Rows from a dataset:
● ● ● ● ●

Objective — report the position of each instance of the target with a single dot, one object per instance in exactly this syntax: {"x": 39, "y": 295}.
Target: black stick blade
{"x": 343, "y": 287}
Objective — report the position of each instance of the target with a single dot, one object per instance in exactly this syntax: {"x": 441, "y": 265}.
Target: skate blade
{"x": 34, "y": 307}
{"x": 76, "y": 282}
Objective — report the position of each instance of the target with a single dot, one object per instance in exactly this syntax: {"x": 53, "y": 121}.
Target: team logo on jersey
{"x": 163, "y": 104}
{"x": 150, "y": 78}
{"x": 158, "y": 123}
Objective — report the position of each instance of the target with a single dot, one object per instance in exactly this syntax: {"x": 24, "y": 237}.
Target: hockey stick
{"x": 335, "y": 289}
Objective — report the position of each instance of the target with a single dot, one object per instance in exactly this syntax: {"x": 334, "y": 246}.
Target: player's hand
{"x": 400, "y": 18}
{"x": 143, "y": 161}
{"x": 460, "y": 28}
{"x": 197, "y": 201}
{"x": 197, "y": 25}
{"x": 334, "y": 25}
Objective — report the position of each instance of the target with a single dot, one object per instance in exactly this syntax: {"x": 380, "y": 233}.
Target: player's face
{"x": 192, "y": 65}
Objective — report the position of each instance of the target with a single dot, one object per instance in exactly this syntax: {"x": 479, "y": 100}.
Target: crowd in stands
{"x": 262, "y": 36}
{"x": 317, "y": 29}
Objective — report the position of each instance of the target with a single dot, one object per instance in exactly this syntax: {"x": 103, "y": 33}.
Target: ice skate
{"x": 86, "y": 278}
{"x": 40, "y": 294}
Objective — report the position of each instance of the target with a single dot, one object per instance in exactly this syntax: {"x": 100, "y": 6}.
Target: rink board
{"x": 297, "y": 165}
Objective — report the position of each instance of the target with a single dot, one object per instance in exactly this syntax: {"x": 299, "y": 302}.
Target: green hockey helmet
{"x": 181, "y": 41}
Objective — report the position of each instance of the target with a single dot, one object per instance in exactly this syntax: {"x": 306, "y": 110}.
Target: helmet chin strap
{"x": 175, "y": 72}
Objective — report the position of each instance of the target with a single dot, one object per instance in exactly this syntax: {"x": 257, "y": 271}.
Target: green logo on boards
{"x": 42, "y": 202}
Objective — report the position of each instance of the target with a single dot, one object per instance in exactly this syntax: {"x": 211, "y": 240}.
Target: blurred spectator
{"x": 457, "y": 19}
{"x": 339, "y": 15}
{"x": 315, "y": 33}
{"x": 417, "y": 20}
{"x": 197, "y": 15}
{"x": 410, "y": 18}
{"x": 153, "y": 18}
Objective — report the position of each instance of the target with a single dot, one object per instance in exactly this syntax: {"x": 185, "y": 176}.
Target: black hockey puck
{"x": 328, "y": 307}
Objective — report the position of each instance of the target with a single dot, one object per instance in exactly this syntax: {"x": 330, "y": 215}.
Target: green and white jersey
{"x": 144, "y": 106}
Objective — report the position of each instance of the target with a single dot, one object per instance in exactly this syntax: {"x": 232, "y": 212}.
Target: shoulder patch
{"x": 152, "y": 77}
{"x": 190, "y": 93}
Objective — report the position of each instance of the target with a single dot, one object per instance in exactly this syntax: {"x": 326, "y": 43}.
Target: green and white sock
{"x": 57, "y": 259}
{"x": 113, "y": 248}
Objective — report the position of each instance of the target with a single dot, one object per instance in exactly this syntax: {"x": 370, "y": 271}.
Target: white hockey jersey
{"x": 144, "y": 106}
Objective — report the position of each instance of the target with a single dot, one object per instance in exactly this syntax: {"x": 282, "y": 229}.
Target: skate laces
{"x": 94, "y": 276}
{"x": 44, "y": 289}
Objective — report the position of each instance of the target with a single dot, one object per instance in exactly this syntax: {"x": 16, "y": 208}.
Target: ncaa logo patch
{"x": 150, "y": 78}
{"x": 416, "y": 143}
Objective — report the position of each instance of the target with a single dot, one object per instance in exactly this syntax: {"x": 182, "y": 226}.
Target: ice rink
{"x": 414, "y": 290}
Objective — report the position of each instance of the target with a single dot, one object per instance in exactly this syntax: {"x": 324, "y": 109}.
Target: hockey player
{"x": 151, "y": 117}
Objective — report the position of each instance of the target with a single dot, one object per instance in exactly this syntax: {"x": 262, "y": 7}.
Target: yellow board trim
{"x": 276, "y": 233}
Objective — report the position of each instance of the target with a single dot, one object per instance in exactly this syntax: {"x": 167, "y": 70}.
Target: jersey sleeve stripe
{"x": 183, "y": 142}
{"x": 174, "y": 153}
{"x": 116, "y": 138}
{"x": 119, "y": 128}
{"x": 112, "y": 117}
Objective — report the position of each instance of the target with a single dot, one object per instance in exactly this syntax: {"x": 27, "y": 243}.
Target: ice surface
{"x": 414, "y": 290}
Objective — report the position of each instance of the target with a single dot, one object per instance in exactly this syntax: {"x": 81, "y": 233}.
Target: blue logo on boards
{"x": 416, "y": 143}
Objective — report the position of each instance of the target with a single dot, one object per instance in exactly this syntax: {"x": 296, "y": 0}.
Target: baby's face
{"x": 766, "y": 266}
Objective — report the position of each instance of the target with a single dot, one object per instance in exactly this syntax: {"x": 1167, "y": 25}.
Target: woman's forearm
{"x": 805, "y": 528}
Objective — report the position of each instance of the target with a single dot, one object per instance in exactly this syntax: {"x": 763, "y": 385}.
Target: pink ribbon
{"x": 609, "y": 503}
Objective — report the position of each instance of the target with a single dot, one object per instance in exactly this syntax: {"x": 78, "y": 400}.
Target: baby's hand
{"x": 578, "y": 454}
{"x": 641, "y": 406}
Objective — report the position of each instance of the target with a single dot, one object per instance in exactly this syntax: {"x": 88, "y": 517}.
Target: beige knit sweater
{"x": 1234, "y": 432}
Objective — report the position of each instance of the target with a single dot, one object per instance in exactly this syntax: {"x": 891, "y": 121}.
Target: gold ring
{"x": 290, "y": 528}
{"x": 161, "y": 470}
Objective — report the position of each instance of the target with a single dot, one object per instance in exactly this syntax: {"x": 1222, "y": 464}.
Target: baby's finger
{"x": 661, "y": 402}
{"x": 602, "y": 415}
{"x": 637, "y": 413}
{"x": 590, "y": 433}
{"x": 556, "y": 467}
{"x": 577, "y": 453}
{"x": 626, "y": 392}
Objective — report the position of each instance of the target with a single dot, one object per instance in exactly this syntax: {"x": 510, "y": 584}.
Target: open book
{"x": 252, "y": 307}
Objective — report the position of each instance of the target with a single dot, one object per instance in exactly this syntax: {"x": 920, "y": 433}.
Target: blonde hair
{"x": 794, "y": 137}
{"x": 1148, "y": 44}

● ● ● ● ●

__AIM OF THE TASK__:
Return the whole listing exactly, with every line included.

__RESULT OF THE TASK__:
Objective — report the position of each instance of the target with a single dot, one object per instance in exactly this syntax: {"x": 39, "y": 295}.
Target: black stick blade
{"x": 343, "y": 287}
Objective — report the position of each instance of the target with a single dot, one object per instance in exactly this syntax: {"x": 441, "y": 265}.
Target: skate blade
{"x": 34, "y": 307}
{"x": 76, "y": 282}
Objective — report the position of each instance of the target with a single dot, one object per instance in exactly this syntax: {"x": 53, "y": 121}.
Target: team logo on jersey
{"x": 163, "y": 104}
{"x": 150, "y": 78}
{"x": 158, "y": 123}
Objective — report the position of each instance of the target with a single dot, one object per instance in exactly this syntax: {"x": 24, "y": 237}.
Target: hockey stick
{"x": 335, "y": 289}
Objective — report the position of each instance of the target with a single dot, one object per instance in exactly this syntax: {"x": 334, "y": 246}.
Target: player's hand
{"x": 400, "y": 18}
{"x": 143, "y": 161}
{"x": 460, "y": 28}
{"x": 197, "y": 201}
{"x": 197, "y": 25}
{"x": 334, "y": 25}
Objective — report the position of each instance of the target with a single dot, one object per instance in exactly this syntax: {"x": 380, "y": 233}.
Target: player's face
{"x": 192, "y": 65}
Objective — report the position of each instance of the target with a single dot, one object per instance in exactly this syntax: {"x": 479, "y": 100}.
Target: crowd in stands
{"x": 262, "y": 36}
{"x": 317, "y": 29}
Objective — report the position of each instance of the target with a single dot, one object per instance in exactly this syntax: {"x": 103, "y": 33}.
Target: ice skate
{"x": 86, "y": 278}
{"x": 40, "y": 294}
Objective — report the position of each instance of the target with a single dot, one object per instance in exactly this syntax: {"x": 100, "y": 6}.
Target: rink board
{"x": 297, "y": 165}
Objective — report the position of each instance of the target with a single dot, one object per instance in exactly this syntax: {"x": 299, "y": 302}.
Target: green hockey helmet
{"x": 181, "y": 41}
Objective — report the position of each instance of the target with a single dot, one object per instance in exactly this syntax: {"x": 306, "y": 110}.
Target: helmet chin strap
{"x": 175, "y": 72}
Objective — report the position of each instance of the target with a single dot, one object per instance in exactly this syntax: {"x": 257, "y": 271}.
Target: green logo on boards
{"x": 42, "y": 202}
Objective — report the position of each instance of the target with a single dot, one object per instance in exactly this syntax: {"x": 211, "y": 240}.
Target: blurred spectator
{"x": 457, "y": 19}
{"x": 339, "y": 15}
{"x": 315, "y": 33}
{"x": 417, "y": 20}
{"x": 197, "y": 15}
{"x": 410, "y": 18}
{"x": 153, "y": 18}
Objective — report the position of each instance of the target with a single dot, one object per instance in exactly this syntax: {"x": 185, "y": 176}.
Target: black hockey puck
{"x": 328, "y": 307}
Objective — report the position of each instance of the target with a single dot, one object per instance in exactly this syntax: {"x": 330, "y": 215}.
Target: green and white jersey
{"x": 144, "y": 106}
Objective — report the position of each instance of the target with a single dot, one object per instance in exactly this syntax: {"x": 232, "y": 212}.
Target: shoulder patch
{"x": 152, "y": 77}
{"x": 190, "y": 93}
Objective — report the position of each instance of the target with a single dot, one object per instance in exactly this syntax: {"x": 326, "y": 43}.
Target: green and white sock
{"x": 57, "y": 259}
{"x": 113, "y": 248}
Objective — report the position of each instance of the target with a single dot, one object per instance in exactly this syntax: {"x": 370, "y": 271}.
Target: white hockey jersey
{"x": 144, "y": 106}
Objective — report the position of each instance of the target with a single dot, one object per instance in exactly this syntax: {"x": 282, "y": 229}.
Target: skate laces
{"x": 94, "y": 276}
{"x": 44, "y": 289}
Objective — report the position of each instance of the target with a single dot, one object per instance in exactly this syntax: {"x": 16, "y": 208}.
Target: ncaa logo patch
{"x": 150, "y": 78}
{"x": 416, "y": 143}
Objective — report the position of each instance of the target with a single dot, one object per instance in exactly this syntax: {"x": 182, "y": 226}.
Target: ice rink
{"x": 414, "y": 290}
Objective — report the position of each instance of the target with a single dot, one object per instance in exactly this syntax: {"x": 324, "y": 109}.
Target: hockey player
{"x": 151, "y": 117}
Objective — report the position of each instance of the target with a single dot, one object per instance in exactly this syntax: {"x": 262, "y": 7}.
Target: yellow board trim
{"x": 276, "y": 233}
Objective — report the position of each instance of the target with a single dot, one object per instance in exactly this syntax: {"x": 167, "y": 70}.
Target: jersey sleeve stripe
{"x": 183, "y": 142}
{"x": 174, "y": 153}
{"x": 116, "y": 138}
{"x": 119, "y": 128}
{"x": 112, "y": 117}
Objective — report the position of each instance of the target with a single dot, one object per instance in exactly this syntax: {"x": 27, "y": 243}.
Target: ice surface
{"x": 414, "y": 290}
Objective — report the position of each instance of the target with a single dot, one object per instance in exactly this syntax: {"x": 81, "y": 233}.
Target: blue logo on boards
{"x": 416, "y": 143}
Objective — report the position of each instance of the target with a single dot, one object per instance in exactly this syntax: {"x": 296, "y": 0}.
Target: baby's face
{"x": 766, "y": 266}
Objective — report the position of each instance of the target with a single dot, one object per instance in exactly this syntax: {"x": 1167, "y": 25}.
Target: woman's forearm
{"x": 805, "y": 528}
Objective — report the position of each instance of the target with a single dot, one object per instance in exactly this syntax: {"x": 763, "y": 385}.
Target: pink ribbon
{"x": 609, "y": 503}
Objective — report the position of each instance of the target with a single dot, one object per instance in exactly this syntax: {"x": 78, "y": 400}.
Target: baby's hand
{"x": 578, "y": 454}
{"x": 641, "y": 406}
Objective — report the position of each instance of the target with a single dot, one object per instance in exactly this syntax: {"x": 88, "y": 517}.
Target: beige knit sweater
{"x": 1234, "y": 432}
Objective — report the position of each instance of the target with a single dot, one object per instance in exactly this syntax: {"x": 891, "y": 121}.
Target: gold ring
{"x": 290, "y": 528}
{"x": 161, "y": 470}
Objective — report the position of each instance of the target with a single dot, one object per instance in exactly this syntax: {"x": 1222, "y": 464}.
Target: baby's finger
{"x": 661, "y": 402}
{"x": 602, "y": 415}
{"x": 637, "y": 413}
{"x": 590, "y": 433}
{"x": 556, "y": 467}
{"x": 577, "y": 453}
{"x": 626, "y": 392}
Objective — report the position of each instance of the target with a single dot, one object per instance in exactly this syntax: {"x": 510, "y": 584}.
Target: open book
{"x": 252, "y": 307}
Objective — report the position of each instance of the target with a single dot, one object per instance in exactly this syntax: {"x": 920, "y": 433}.
Target: blonde hair
{"x": 794, "y": 137}
{"x": 1148, "y": 44}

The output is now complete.